• **Provided records**:
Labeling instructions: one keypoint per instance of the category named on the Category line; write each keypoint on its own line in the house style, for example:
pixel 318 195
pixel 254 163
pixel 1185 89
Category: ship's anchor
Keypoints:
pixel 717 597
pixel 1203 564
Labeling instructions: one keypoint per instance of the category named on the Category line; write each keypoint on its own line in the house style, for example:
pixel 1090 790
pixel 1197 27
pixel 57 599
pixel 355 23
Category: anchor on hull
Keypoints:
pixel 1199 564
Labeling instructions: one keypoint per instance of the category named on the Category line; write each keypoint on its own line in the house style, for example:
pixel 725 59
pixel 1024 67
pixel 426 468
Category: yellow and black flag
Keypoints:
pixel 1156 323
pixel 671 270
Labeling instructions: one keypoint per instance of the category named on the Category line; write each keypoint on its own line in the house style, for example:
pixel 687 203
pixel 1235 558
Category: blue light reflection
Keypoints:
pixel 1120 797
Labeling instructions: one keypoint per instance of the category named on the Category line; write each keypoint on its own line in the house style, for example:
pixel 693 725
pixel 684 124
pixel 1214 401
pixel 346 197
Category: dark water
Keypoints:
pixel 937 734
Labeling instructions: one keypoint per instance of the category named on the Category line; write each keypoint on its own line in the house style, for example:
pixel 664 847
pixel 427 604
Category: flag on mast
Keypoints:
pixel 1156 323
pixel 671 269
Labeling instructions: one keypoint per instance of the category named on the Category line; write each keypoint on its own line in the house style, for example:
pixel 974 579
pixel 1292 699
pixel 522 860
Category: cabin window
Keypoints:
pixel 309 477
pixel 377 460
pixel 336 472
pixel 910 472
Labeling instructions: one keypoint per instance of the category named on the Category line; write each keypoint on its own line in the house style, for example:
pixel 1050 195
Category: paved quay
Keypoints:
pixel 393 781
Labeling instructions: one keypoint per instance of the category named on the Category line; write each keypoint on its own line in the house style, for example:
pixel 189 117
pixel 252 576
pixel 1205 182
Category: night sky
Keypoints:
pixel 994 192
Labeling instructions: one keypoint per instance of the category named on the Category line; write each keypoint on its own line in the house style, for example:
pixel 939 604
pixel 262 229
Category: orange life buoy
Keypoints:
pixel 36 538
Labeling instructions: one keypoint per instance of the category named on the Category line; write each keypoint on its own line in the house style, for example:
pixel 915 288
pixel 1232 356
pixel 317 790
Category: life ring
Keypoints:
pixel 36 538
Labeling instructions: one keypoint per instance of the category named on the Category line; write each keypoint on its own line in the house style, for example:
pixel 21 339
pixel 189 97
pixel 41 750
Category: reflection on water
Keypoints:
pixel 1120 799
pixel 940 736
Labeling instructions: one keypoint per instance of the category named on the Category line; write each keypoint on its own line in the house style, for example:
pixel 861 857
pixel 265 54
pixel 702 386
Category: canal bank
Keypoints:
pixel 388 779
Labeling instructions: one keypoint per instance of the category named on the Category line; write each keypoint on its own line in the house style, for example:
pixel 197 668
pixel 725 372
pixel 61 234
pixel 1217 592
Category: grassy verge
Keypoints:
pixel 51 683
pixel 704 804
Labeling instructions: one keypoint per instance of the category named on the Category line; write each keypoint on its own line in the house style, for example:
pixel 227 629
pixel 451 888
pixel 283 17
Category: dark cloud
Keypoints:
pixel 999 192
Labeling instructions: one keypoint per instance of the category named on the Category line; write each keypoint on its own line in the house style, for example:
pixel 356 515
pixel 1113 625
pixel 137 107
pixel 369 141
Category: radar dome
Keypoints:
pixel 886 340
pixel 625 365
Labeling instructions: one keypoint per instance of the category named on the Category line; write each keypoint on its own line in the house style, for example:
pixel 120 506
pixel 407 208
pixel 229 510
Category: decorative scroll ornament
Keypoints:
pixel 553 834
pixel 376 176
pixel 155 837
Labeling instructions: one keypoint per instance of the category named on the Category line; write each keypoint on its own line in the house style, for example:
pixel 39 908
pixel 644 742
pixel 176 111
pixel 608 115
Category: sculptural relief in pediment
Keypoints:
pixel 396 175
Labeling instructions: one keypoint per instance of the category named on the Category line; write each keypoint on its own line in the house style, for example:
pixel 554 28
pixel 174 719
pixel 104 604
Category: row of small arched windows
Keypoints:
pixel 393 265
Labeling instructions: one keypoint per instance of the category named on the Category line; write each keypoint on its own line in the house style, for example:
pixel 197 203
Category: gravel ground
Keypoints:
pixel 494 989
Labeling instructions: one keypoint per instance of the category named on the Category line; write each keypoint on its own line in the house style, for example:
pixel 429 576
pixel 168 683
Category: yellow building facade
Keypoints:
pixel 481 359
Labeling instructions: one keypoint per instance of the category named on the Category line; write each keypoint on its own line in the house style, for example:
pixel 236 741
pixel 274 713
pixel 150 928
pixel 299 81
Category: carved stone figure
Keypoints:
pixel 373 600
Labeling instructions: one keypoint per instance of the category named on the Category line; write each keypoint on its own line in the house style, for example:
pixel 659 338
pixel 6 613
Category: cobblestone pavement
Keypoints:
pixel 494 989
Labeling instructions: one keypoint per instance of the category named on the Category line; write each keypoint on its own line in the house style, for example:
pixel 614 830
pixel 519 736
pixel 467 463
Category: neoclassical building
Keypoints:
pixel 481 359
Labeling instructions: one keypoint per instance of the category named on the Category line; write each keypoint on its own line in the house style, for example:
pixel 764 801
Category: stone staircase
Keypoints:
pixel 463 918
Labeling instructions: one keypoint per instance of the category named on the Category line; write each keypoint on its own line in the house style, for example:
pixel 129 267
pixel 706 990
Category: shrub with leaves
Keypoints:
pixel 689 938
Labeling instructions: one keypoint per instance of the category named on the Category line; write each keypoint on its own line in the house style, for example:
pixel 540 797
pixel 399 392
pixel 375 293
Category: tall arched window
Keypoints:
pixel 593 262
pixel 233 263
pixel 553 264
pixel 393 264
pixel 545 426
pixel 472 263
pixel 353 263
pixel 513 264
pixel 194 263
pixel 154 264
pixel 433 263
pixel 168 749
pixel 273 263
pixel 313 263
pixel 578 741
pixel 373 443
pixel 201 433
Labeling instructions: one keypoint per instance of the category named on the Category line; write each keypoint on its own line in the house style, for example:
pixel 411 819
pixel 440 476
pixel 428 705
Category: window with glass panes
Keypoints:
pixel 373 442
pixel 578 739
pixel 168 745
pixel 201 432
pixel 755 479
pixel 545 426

• **Work to complete**:
Lines from the start of the records through the one containing "pixel 725 59" are what should be retyped, exactly and in full, both ends included.

• **Expected answer**:
Labeling instructions: one keypoint per instance of the category named on the Category line; write each keypoint on its own line in the house style, for example:
pixel 318 195
pixel 254 163
pixel 1185 89
Category: ship's anchor
Keypoints:
pixel 717 597
pixel 1203 564
Labeling instructions: one keypoint per instance of the category named on the Category line; write each keypoint on its own line in the house style, for example:
pixel 1090 790
pixel 1197 27
pixel 57 599
pixel 355 23
Category: anchor on hull
Keypoints:
pixel 1199 564
Labeling instructions: one keypoint per instance of the category named on the Category line; write each keypoint on its own line in the house style, for example:
pixel 725 59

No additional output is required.